-- Stated goal --
Rewrite the lines below, swapping every "Give the mask of" for "Outline" and leaving everything else unchanged.

-- Records supplied --
+ + + + + + +
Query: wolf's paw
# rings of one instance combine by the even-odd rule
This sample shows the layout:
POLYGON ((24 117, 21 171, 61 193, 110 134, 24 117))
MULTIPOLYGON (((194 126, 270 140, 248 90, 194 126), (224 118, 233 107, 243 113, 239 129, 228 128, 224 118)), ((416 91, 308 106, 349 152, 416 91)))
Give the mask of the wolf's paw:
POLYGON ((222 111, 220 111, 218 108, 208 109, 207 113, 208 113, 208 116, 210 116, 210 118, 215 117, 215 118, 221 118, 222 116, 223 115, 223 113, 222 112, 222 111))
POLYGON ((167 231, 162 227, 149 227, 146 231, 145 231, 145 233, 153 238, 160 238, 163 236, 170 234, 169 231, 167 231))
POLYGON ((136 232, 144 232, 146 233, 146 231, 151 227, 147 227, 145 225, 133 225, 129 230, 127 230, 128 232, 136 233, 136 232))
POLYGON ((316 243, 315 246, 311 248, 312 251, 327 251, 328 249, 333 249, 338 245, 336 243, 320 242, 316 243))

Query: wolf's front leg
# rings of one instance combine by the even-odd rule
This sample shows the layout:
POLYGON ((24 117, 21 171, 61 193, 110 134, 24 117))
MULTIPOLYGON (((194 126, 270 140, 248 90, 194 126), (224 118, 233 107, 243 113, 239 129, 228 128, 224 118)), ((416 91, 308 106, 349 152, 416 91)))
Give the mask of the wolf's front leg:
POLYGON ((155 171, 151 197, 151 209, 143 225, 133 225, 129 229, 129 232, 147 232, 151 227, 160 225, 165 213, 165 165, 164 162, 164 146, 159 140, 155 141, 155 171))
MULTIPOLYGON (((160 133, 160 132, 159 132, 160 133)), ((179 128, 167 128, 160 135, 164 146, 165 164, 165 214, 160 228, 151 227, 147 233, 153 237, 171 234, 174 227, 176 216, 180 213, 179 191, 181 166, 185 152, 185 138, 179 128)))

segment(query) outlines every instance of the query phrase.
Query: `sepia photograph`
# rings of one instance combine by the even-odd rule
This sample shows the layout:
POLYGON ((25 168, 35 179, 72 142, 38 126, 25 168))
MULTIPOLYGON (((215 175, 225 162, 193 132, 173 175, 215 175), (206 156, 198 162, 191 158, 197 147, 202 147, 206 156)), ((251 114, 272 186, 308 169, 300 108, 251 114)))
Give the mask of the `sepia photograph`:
+ + + + + + +
-- Full solution --
Query: wolf's paw
# rings of one instance combine by the even-odd rule
This sample shows the layout:
POLYGON ((24 117, 21 171, 61 193, 110 134, 24 117))
MULTIPOLYGON (((194 126, 270 140, 248 90, 194 126), (224 118, 233 107, 243 113, 239 129, 228 128, 224 118)), ((416 91, 308 106, 349 152, 416 91)))
Outline the wolf's paw:
POLYGON ((222 111, 220 111, 218 108, 208 109, 207 113, 208 113, 208 116, 210 116, 210 118, 215 117, 215 118, 221 118, 222 116, 223 115, 223 113, 222 112, 222 111))
POLYGON ((167 231, 162 227, 149 227, 146 231, 145 231, 145 233, 153 238, 160 238, 163 236, 170 234, 169 231, 167 231))
POLYGON ((136 232, 144 232, 146 233, 146 231, 151 227, 147 227, 145 225, 133 225, 129 230, 127 230, 128 232, 136 233, 136 232))
POLYGON ((316 243, 315 246, 311 248, 312 251, 327 251, 328 249, 333 249, 338 245, 336 243, 320 242, 316 243))

Query: wolf's front leg
# rings of one instance combine by the even-odd rule
This sample shows the layout:
POLYGON ((24 117, 21 171, 61 193, 110 134, 24 117))
MULTIPOLYGON (((194 126, 270 140, 248 90, 194 126), (224 118, 233 107, 243 113, 239 129, 228 128, 224 118)), ((416 91, 308 106, 349 152, 416 91)))
Outline the wolf's front leg:
POLYGON ((155 171, 151 197, 151 209, 143 225, 133 225, 129 229, 129 232, 147 232, 151 227, 160 225, 165 213, 165 165, 164 162, 164 146, 159 140, 155 141, 155 171))
MULTIPOLYGON (((160 133, 160 132, 159 132, 160 133)), ((179 128, 167 128, 160 135, 164 146, 165 164, 165 214, 160 228, 151 227, 147 233, 153 237, 171 234, 174 227, 176 216, 180 213, 179 191, 181 166, 185 152, 185 138, 179 128)))

segment(query) outlines every instance of the query phrase.
Query: `sepia photograph`
# rings of one instance combine by the even-odd rule
This sample shows the layout:
POLYGON ((25 168, 35 179, 72 142, 38 126, 25 168))
MULTIPOLYGON (((215 175, 225 162, 193 132, 173 175, 215 175), (206 156, 198 162, 191 158, 197 147, 202 147, 206 156)), ((251 114, 272 186, 308 169, 300 108, 251 114)))
Outline the `sepia photograph`:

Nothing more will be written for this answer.